++++ Information given ++++

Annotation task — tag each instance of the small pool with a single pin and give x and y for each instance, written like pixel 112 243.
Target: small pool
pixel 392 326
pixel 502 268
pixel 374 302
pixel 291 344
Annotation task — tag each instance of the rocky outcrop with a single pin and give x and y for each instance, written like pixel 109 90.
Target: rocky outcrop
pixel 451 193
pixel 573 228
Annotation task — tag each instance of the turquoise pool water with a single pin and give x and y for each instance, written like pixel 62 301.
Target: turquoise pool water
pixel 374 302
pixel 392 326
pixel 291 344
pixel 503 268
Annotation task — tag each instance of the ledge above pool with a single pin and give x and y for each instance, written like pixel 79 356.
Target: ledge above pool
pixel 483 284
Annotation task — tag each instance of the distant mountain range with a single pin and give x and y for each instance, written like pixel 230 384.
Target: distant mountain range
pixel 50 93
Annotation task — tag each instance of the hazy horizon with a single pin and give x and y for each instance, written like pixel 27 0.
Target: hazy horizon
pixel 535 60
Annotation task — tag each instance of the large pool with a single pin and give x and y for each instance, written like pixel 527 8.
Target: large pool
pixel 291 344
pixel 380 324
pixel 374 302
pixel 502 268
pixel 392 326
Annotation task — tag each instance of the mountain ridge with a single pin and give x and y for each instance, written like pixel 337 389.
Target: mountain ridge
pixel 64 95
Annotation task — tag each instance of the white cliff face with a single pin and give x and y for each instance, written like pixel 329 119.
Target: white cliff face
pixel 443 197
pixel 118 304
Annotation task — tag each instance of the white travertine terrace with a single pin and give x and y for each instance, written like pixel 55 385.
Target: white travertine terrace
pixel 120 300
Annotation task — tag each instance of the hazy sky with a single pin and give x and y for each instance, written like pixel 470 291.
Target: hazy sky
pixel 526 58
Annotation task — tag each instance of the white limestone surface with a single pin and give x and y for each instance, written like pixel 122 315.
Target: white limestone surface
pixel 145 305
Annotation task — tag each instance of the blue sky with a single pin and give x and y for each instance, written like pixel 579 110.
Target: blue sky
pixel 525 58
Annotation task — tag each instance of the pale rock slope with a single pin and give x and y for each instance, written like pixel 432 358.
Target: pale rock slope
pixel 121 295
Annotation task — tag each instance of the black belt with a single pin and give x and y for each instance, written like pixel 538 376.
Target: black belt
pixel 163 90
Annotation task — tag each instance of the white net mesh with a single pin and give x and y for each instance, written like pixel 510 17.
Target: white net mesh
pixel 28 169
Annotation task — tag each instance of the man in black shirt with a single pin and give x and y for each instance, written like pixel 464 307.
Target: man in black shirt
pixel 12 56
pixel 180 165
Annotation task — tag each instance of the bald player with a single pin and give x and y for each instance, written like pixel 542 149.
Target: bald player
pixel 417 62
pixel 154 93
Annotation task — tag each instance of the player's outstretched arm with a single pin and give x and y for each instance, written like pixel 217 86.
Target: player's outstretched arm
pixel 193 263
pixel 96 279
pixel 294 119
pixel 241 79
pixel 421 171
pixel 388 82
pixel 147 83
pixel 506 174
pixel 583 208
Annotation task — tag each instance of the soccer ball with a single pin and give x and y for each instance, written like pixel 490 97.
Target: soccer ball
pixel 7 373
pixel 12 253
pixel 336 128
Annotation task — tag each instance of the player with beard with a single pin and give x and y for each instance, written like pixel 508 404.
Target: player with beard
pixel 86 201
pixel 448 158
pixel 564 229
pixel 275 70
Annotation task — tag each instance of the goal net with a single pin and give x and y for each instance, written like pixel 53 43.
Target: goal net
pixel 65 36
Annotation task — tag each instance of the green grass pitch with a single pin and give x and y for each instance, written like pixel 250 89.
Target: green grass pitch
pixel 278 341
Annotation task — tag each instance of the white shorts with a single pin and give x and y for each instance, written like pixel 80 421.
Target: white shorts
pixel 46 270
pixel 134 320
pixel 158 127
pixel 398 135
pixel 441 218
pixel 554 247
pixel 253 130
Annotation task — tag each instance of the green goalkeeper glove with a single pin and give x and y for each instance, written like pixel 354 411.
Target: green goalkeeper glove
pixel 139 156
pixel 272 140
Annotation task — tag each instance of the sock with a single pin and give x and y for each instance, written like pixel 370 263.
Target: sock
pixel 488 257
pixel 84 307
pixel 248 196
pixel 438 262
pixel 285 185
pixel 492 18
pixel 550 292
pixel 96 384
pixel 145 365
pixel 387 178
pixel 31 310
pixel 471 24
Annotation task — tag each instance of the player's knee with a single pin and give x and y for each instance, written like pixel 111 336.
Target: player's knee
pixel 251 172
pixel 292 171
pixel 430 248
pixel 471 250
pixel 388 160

++++

Write out the data above once more, exactly as it stands.

Annotation task — tag each instance of the small pool with a single pin and give x and y for each instance, written like pixel 112 243.
Target: small pool
pixel 392 326
pixel 502 268
pixel 374 302
pixel 291 344
Annotation task — tag each instance of the rocky outcrop with a single pin and give x and y for each instance, written like pixel 109 90.
Target: rocky outcrop
pixel 451 193
pixel 573 228
Annotation task — tag each instance of the turquoise pool water with a single pin and give x and y for each instance, written like pixel 62 301.
Target: turquoise pool water
pixel 374 302
pixel 392 326
pixel 291 344
pixel 503 268
Annotation task — tag each instance of the ledge above pool with a single pin and give x and y for each instance, written like pixel 79 356.
Target: ledge above pool
pixel 483 284
Annotation task — tag each instance of the distant mountain range with a single pin and give x and y for each instance, written like pixel 230 384.
Target: distant mountain range
pixel 50 93
Annotation task — tag each instance of the hazy horizon with a single pin and give x and y for each instance, written like pixel 27 0.
Target: hazy horizon
pixel 535 60
Annotation task — tag each instance of the large pool with a single pin and give x and y for each instance, written like pixel 527 8.
Target: large pool
pixel 291 344
pixel 380 324
pixel 374 302
pixel 502 268
pixel 392 326
Annotation task — tag each instance of the mountain ridge with a single pin and give x and y for each instance, written like pixel 337 389.
Target: mountain ridge
pixel 64 95
Annotation task — tag each instance of the white cliff face with a single pin and give x and y for each instance, written like pixel 329 119.
Target: white cliff face
pixel 443 197
pixel 118 304
Annotation task — tag each instance of the white travertine terrace with a single pin and give x and y for each instance, written like pixel 55 385.
Target: white travertine terrace
pixel 120 300
Annotation task — tag each instance of the hazy sky with a single pin and give x and y for each instance, written like pixel 470 291.
Target: hazy sky
pixel 526 58
Annotation task — tag each instance of the white limestone surface with a single pin and give x and y for each instance, written like pixel 122 315.
Target: white limestone surface
pixel 145 305
Annotation task — tag each instance of the blue sky with a single pin and give x and y for each instance, written like pixel 579 110.
Target: blue sky
pixel 525 58
Annotation task — tag each instance of the pale rock slope with a single pin and give x and y for each instance, written like pixel 432 358.
Target: pale rock slope
pixel 121 295
Annotation task — tag each instance of the black belt with a single pin and give x and y for each instance, written like pixel 538 376.
Target: black belt
pixel 163 90
Annotation task — tag each instance of the white net mesh with a single pin and give x and y for each instance, written like pixel 510 17.
Target: white net mesh
pixel 28 169
Annotation task — tag each instance of the man in black shirt with a single pin and give x and y for each instance, written like pixel 464 307.
Target: man in black shirt
pixel 12 56
pixel 180 165
Annotation task — tag each instance of the bald player with a single pin and give x and y for each instance, written like pixel 542 149.
Target: bald player
pixel 417 62
pixel 154 93
Annotation task — tag each instance of the player's outstretched arm with a single pin and give x and y for each instance, written like pixel 217 86.
Target: player's outstretched arm
pixel 193 263
pixel 96 279
pixel 294 119
pixel 241 79
pixel 421 171
pixel 388 82
pixel 147 83
pixel 506 174
pixel 583 208
Annotation task — tag each instance of the soccer ball with a single pin and give x and y for each instance, written like pixel 490 97.
Target: soccer ball
pixel 7 373
pixel 12 253
pixel 336 128
Annotation task — tag each instance of the player with beard with a single pin and give x and y for each instance, written like pixel 508 404.
Target: player with beard
pixel 86 201
pixel 448 158
pixel 564 229
pixel 275 70
Annotation task — tag each instance of the goal net with a single pin and give x and y for each instance, written like pixel 53 43.
Target: goal net
pixel 65 36
Annotation task — tag each instance of the green grass pitch with a single pin and give x and y for each instance, written like pixel 250 89.
Target: green grass pitch
pixel 278 341
Annotation task — tag each instance of the white shorts with a single pin and give x and y for each instance, written like pixel 80 421.
Target: white shorts
pixel 46 270
pixel 134 320
pixel 158 127
pixel 398 135
pixel 441 218
pixel 554 247
pixel 253 130
Annotation task — tag each instance of the green goalkeeper glove with a single pin and give x and y for each instance, written like pixel 354 411.
Target: green goalkeeper glove
pixel 139 156
pixel 272 140
Annotation task — tag each instance of the sock with a single pin and give x and y for each instance, written like pixel 370 263.
Target: sock
pixel 488 257
pixel 84 307
pixel 248 196
pixel 438 262
pixel 285 185
pixel 492 18
pixel 550 292
pixel 96 384
pixel 145 365
pixel 387 178
pixel 31 310
pixel 471 24
Annotation task — tag each instance of the player's knee with a single pin and give x and y for each instance, written like pixel 111 336.
Target: player's knee
pixel 251 172
pixel 292 171
pixel 430 248
pixel 471 250
pixel 388 160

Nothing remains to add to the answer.